AIM OF THE TASK – Retrieve every line of the data holding the word "rectangular".

Natural-language object grounding data:
+ + +

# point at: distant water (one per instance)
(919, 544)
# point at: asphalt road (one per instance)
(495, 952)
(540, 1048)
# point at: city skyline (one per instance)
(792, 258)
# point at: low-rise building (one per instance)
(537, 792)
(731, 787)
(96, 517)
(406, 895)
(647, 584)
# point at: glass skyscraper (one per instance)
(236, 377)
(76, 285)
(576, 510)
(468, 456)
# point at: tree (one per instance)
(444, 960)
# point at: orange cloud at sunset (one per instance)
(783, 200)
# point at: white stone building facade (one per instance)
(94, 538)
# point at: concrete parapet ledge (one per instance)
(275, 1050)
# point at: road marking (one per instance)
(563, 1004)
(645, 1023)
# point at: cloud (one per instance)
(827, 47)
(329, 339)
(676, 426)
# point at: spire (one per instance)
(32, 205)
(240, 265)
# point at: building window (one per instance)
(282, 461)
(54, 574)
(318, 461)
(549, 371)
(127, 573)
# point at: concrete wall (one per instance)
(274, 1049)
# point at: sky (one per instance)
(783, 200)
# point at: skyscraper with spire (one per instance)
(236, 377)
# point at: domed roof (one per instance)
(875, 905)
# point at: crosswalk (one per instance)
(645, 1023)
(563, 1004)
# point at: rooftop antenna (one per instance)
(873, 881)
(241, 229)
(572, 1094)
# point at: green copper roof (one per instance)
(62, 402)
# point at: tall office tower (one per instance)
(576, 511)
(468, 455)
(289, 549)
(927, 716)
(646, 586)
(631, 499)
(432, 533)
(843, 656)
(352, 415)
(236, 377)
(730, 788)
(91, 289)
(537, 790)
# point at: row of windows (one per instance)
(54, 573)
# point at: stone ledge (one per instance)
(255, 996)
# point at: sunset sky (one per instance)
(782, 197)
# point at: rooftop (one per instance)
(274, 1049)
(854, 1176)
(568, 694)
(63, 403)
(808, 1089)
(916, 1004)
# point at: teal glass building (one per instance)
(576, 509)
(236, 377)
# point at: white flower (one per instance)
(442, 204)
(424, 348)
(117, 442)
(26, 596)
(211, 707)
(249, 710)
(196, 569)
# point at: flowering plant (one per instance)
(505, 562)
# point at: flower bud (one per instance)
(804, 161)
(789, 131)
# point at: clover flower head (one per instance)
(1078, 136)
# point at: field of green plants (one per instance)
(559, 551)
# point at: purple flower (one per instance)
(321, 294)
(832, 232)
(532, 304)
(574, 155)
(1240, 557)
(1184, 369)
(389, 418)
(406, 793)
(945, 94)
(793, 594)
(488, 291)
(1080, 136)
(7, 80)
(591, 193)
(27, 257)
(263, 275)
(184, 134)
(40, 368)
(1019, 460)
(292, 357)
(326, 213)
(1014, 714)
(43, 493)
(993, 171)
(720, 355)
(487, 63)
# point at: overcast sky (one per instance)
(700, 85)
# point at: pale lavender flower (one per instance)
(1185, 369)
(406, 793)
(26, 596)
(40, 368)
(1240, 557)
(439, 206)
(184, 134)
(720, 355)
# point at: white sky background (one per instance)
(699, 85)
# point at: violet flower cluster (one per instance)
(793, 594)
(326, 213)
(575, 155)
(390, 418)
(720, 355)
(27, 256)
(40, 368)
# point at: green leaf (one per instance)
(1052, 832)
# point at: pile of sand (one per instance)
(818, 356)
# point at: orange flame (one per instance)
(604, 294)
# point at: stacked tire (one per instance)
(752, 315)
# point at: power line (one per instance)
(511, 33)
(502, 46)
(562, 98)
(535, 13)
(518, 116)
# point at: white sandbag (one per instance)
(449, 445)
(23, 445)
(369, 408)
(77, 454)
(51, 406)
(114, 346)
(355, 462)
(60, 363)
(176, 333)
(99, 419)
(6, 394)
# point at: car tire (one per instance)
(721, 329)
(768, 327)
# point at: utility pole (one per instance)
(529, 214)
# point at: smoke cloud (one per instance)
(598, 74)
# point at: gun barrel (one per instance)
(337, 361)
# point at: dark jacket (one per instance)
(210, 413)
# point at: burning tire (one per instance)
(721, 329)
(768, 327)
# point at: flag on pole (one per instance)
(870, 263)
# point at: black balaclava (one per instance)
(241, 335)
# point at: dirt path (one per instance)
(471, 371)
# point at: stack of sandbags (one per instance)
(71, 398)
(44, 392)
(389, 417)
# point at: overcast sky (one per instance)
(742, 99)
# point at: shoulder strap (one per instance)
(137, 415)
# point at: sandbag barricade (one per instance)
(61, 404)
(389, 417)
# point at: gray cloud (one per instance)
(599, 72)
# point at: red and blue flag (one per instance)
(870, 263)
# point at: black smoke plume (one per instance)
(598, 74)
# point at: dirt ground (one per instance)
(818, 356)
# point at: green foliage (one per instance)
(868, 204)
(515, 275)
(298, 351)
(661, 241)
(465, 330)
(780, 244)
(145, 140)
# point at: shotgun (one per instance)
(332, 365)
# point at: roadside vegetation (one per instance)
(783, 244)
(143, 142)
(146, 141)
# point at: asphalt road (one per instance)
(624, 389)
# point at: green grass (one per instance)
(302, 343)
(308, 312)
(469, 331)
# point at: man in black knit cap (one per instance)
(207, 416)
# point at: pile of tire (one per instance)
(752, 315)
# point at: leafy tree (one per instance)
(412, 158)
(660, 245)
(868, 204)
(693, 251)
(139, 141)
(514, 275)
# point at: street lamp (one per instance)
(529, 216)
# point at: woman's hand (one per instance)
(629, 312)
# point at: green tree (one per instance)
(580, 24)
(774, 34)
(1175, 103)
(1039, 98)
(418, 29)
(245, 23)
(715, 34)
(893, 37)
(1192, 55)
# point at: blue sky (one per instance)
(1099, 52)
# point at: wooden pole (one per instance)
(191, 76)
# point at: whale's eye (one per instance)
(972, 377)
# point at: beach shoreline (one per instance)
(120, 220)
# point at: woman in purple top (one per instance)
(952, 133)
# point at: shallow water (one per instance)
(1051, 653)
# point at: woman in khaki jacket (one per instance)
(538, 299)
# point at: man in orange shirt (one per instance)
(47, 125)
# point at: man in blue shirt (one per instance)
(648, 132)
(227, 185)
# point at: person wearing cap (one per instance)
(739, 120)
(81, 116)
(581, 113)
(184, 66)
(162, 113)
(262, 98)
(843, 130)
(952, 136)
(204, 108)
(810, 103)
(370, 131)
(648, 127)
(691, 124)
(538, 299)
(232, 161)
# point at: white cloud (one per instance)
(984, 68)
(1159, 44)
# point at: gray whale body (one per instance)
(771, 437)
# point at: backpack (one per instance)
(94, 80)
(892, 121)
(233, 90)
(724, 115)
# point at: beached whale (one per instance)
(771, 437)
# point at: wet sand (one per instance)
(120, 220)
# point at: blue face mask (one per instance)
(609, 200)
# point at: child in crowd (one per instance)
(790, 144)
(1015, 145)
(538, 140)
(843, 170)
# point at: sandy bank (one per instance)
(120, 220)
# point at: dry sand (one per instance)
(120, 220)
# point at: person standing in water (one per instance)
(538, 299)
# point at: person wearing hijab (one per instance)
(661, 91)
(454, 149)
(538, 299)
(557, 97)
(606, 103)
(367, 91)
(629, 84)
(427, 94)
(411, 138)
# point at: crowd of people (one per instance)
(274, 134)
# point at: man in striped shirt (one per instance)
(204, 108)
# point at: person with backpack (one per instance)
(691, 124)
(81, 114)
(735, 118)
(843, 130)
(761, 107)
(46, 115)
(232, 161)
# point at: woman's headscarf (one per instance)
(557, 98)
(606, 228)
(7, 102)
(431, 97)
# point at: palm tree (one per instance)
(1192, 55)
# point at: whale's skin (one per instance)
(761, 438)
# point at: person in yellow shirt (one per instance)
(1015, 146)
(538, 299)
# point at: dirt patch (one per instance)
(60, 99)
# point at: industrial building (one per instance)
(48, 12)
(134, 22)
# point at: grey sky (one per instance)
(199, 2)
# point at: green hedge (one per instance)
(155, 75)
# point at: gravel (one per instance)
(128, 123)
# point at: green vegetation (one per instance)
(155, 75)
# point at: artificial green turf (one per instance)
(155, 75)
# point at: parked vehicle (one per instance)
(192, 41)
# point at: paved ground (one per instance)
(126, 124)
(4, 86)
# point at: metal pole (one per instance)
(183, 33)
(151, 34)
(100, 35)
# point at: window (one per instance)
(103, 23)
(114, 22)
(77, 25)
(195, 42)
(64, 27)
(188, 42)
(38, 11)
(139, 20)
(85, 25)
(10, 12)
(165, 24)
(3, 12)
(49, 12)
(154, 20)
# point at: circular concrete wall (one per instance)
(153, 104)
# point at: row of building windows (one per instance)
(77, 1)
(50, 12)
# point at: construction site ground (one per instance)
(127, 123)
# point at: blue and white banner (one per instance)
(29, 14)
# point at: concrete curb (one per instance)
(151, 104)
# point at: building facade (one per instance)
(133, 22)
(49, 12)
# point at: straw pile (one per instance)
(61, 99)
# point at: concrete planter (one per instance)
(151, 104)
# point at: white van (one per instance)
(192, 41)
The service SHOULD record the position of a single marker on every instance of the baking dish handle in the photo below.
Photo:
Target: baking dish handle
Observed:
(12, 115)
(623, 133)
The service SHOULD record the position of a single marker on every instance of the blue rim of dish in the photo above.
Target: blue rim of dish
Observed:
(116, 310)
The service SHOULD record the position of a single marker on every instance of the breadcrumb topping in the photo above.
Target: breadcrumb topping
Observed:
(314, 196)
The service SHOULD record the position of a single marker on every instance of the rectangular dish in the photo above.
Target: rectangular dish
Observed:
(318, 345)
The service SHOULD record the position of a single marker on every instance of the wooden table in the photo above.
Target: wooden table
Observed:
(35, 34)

+ + +

PROBLEM SOLUTION –
The service SHOULD record the position of a single marker on every instance of the rectangular dish in the photo above.
Target: rectangular dish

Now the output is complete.